TASKS TO CARRY OUT:
(a) How would you render this sentence from the accessibility code thread in Spanish: "It would be quite a stretch to consider a platform, or even a formal stage, equal to a mezzanine."
(b) Could you carry on the accessibility code thread from its final sentence?

TEXT PASSAGE:
--- start ---
On a positive note: The 3000 sf exception in 1104.4, exception #1 was not part of the initial discussion - albeit a valid argument.  Altar/stage/platform areas less than 3000 sf would not need access under the IBC - the same threshold as the ADAAG and the ADA/ABA.


----------



## Big Mac (Feb 4, 2010)

Re: RAMP THAT'S NOT A RAMP

I would respectfully suggest that the 3,000 square foot rule has no place in this discussion.  The 3,000 square foot rule applies to stories or mezzanines above and below accessible levels.  It would be quite a stretch to consider a platform, or even a formal stage, equal to a mezzanine.

My thought is that brudgers is trying too hard to find leway for churches, and believe me I am not anti-church.  Far from it.  I am much more comfortable with the positions stated by Gene.  As someone else implied, if the church feels strongly about it let them appeal and let someone else take the heat.
--- end ---
Point-based annotation data:
--- start ---
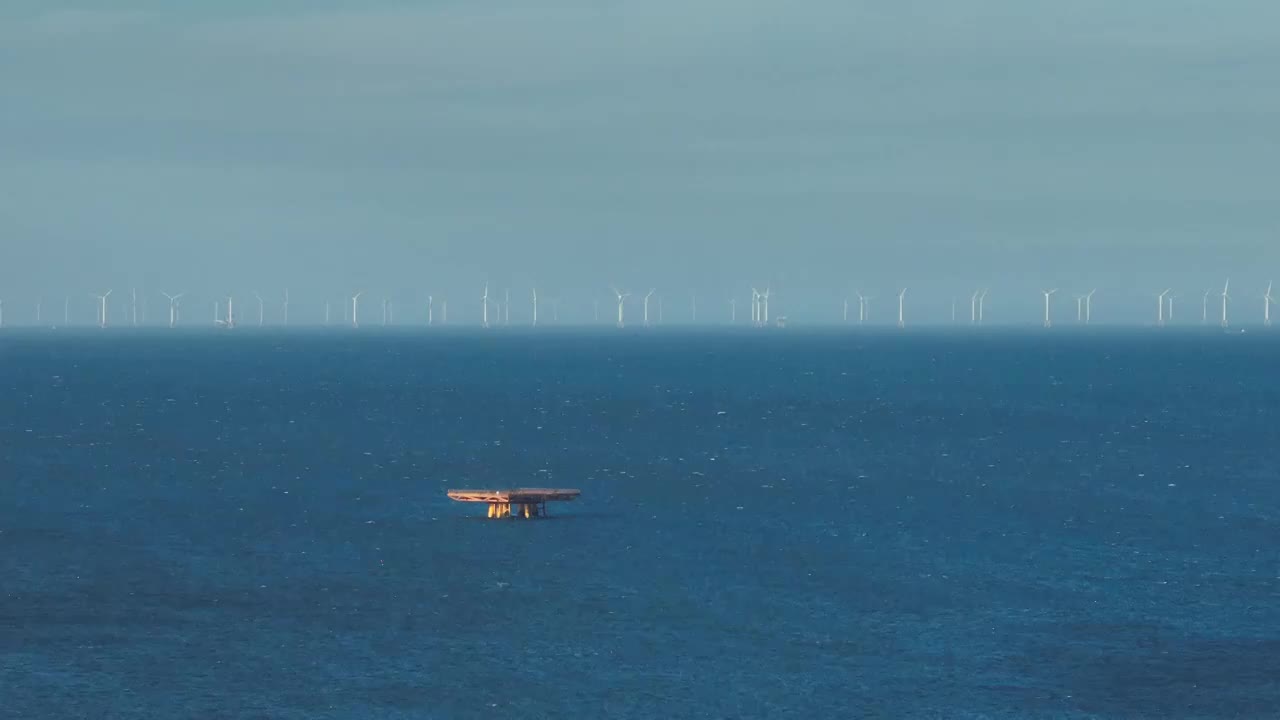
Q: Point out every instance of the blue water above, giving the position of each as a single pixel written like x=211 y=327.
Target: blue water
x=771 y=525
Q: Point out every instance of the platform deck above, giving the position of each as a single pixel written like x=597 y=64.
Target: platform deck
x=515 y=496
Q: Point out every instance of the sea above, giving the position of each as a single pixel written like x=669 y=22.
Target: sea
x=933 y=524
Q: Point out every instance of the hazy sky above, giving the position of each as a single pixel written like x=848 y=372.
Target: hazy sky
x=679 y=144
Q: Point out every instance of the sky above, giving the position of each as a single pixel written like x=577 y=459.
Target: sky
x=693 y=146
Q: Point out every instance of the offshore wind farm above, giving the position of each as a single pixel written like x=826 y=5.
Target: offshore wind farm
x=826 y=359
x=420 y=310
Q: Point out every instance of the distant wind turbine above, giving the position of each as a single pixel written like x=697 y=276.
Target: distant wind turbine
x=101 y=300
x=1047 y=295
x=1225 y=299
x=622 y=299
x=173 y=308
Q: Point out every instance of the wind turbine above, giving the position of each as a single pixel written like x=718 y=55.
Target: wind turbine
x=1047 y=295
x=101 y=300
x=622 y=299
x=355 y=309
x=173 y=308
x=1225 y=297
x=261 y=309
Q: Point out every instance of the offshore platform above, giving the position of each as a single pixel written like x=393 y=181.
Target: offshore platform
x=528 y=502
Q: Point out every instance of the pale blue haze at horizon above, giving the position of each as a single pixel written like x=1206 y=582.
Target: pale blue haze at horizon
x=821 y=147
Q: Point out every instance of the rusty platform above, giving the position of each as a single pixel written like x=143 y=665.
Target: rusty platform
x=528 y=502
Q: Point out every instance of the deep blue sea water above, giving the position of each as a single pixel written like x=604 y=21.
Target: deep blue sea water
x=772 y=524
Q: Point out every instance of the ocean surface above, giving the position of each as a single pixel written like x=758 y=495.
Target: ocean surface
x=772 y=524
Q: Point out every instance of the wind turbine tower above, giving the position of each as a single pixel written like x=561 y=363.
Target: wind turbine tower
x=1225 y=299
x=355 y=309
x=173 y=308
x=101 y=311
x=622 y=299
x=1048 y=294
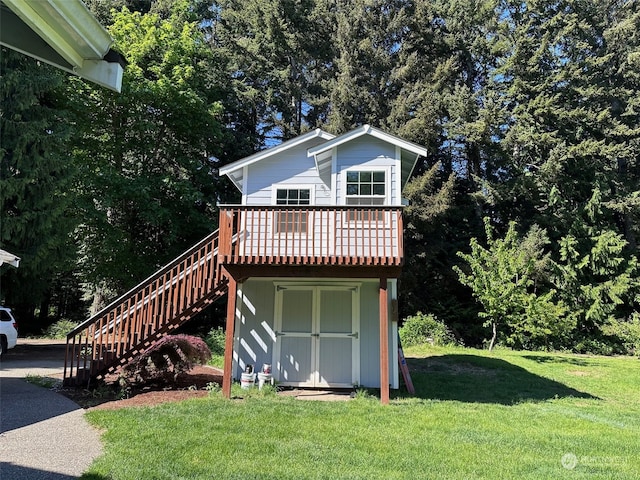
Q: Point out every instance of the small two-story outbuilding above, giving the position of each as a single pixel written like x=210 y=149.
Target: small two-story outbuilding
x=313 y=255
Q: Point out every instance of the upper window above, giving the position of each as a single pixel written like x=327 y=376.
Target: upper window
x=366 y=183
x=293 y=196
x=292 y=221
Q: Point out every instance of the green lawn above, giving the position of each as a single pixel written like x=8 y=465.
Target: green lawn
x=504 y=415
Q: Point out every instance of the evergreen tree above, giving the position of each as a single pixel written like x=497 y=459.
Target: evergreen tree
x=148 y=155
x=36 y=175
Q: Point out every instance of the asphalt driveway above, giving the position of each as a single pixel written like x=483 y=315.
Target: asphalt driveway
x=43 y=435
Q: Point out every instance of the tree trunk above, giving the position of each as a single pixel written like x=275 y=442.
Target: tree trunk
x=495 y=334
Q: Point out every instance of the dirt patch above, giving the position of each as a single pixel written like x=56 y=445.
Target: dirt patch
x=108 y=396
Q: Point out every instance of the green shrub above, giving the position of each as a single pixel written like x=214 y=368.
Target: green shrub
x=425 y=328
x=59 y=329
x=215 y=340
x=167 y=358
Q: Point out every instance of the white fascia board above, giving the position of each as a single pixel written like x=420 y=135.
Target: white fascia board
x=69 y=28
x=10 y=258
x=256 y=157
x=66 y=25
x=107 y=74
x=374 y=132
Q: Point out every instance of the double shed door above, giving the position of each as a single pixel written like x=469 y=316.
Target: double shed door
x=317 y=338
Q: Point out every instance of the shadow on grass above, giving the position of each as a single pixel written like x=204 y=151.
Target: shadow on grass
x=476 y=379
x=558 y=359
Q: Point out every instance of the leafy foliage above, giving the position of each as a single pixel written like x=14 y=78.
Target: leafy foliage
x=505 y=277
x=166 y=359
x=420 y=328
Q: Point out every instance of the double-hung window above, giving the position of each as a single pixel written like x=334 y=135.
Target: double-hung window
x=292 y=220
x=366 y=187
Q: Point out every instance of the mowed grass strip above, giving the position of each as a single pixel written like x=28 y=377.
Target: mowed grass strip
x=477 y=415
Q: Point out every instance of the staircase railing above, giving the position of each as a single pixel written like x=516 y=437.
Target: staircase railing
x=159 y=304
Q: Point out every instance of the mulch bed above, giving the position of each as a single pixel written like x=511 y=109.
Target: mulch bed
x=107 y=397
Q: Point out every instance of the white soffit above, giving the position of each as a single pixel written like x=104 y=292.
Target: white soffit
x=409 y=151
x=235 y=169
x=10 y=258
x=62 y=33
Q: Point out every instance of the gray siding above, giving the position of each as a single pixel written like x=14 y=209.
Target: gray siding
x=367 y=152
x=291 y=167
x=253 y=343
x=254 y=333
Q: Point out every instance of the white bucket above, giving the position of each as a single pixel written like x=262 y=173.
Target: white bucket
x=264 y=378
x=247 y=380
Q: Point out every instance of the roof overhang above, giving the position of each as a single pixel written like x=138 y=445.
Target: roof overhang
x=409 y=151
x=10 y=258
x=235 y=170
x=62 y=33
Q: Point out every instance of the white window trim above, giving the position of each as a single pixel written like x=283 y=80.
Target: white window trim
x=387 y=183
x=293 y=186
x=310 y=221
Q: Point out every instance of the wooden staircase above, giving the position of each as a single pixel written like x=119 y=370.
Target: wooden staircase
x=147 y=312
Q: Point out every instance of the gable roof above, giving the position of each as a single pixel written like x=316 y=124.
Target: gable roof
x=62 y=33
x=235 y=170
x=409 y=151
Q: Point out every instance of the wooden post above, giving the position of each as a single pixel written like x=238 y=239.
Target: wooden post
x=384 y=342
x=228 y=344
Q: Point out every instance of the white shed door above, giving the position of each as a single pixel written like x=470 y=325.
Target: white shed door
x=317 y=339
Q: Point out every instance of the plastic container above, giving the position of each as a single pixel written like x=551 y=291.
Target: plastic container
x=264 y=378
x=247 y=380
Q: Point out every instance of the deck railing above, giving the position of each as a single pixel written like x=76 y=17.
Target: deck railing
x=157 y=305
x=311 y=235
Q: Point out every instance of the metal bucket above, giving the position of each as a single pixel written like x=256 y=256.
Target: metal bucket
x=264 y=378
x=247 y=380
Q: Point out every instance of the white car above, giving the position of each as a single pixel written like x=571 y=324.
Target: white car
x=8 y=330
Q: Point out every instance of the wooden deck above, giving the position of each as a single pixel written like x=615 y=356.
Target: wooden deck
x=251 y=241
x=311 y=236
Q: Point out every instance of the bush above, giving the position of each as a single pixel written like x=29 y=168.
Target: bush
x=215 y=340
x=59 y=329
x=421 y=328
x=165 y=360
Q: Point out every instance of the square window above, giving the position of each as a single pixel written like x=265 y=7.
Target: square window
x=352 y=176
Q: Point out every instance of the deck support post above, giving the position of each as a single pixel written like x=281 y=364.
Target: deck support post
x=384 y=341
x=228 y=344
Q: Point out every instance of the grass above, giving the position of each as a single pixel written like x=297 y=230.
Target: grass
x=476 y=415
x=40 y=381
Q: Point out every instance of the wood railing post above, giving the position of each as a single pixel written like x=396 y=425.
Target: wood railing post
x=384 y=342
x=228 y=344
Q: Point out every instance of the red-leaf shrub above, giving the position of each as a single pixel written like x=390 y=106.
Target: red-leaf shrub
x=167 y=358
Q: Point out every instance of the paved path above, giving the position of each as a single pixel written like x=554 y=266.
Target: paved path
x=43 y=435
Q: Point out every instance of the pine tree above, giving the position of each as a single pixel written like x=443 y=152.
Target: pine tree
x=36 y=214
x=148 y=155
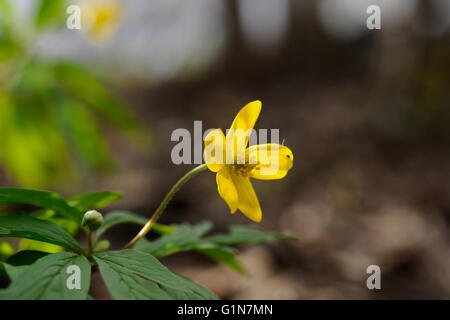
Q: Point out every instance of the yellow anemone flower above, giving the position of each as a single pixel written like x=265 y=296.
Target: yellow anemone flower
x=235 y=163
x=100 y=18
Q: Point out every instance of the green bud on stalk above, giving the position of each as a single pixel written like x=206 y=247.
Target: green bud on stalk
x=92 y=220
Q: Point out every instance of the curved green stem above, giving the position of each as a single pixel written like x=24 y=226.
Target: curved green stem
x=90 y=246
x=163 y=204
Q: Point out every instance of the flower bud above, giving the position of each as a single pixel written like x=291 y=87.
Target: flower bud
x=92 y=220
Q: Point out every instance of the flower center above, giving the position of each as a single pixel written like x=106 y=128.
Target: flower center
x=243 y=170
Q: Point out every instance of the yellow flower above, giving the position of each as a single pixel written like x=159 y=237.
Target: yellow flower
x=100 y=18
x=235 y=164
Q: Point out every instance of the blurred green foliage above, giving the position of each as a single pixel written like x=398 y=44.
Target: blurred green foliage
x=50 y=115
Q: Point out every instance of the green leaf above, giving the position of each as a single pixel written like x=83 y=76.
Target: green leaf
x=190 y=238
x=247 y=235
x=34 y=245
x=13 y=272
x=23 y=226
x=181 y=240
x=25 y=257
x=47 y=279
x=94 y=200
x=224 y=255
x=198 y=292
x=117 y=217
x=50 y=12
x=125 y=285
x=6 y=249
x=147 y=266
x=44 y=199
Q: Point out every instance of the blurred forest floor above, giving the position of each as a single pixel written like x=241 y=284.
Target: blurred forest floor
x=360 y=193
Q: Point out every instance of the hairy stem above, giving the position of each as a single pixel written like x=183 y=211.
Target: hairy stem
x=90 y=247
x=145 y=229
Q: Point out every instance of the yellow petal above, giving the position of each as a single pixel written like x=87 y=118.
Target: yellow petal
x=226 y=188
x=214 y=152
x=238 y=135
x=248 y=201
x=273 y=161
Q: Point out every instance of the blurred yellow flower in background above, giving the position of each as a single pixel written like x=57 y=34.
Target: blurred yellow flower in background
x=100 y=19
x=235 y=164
--- end ---
PER-TASK ANSWERS:
(a) Sería bastante exagerado considerar una plataforma, o incluso un escenario formal, equivalente a un entrepiso.

(b)
Our job is to enforce the code as written.  Our code does not include ADA or ADAAG


----------



## JBI (Feb 4, 2010)

Re: RAMP THAT'S NOT A RAMP

Exactly!


----------



## brudgers (Feb 4, 2010)

Re: RAMP THAT'S NOT A RAMP



			
				Big Mac said:
			
		

> I would respectfully suggest that the 3,000 square foot rule has no place in this discussion.  The 3,000 square foot rule applies to stories or mezzanines above and below accessible levels.  It would be quite a stretch to consider a platform, or even a formal stage, equal to a mezzanine.My thought is that brudgers is trying too hard to find leway for churches, and believe me I am not anti-church.  Far from it.  I am much more comfortable with the positions stated by Gene.  As someone else implied, if the church feels strongly about it let them appeal and let someone else take the heat.
> 
> Our job is to enforce the code as written.  Our code does not include ADA or ADAAG


I take it you didn't actually read the definition of "mezzanine" in the building code before responding.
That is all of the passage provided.